WHAT YOU NEED TO DO: Would you return the data below exactly as it stands, with every picture left out?

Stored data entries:

....

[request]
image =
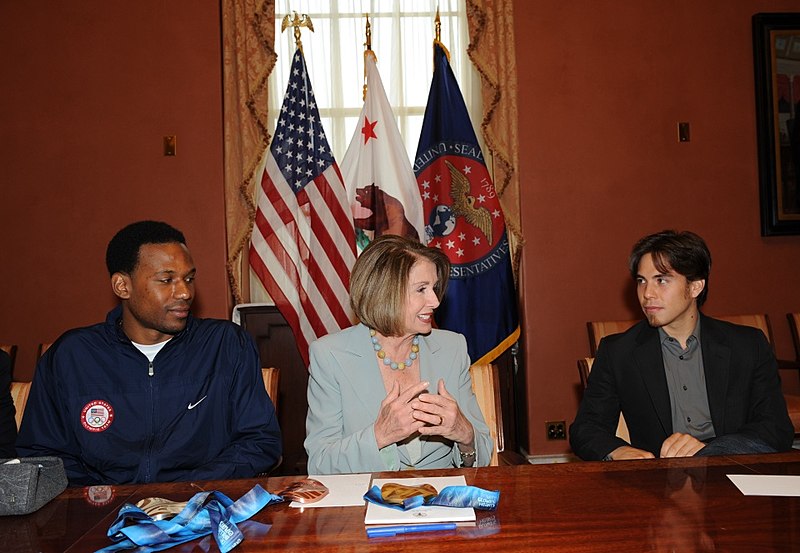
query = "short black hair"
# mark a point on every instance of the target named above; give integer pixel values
(122, 254)
(683, 252)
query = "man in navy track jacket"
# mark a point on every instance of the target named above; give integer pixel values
(153, 394)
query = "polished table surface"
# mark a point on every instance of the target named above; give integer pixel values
(650, 505)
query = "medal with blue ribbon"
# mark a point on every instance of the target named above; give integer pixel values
(206, 513)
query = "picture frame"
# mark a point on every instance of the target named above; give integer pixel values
(776, 45)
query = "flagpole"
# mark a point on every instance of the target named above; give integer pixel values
(367, 52)
(296, 22)
(437, 25)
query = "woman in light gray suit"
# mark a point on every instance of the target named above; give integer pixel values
(391, 393)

....

TASK RESULT:
[request]
image =
query = "short black hair"
# mark a point on every instance of the target named above; give integer pixel values
(122, 254)
(683, 252)
query = "man in navy track jacket"
# mark a point on every instance of the target named above; give integer pixel values
(153, 394)
query = "polished table surface"
# mark a point on every instance of the target named above; give integer pixel values
(650, 505)
query = "medal with blue ribbon"
# mark a point on every instance of the target named above; give integer pixel values
(206, 513)
query = "picture frame"
# mark a point on every instance of the target named above; give integer pixel values
(776, 45)
query = "flagpole"
# mark a point on every instance of the target named above; give integer pixel values
(367, 52)
(296, 22)
(437, 25)
query = "woman in light gray suit"
# mark a point on every instance of the target named above; give integer pixel values
(391, 393)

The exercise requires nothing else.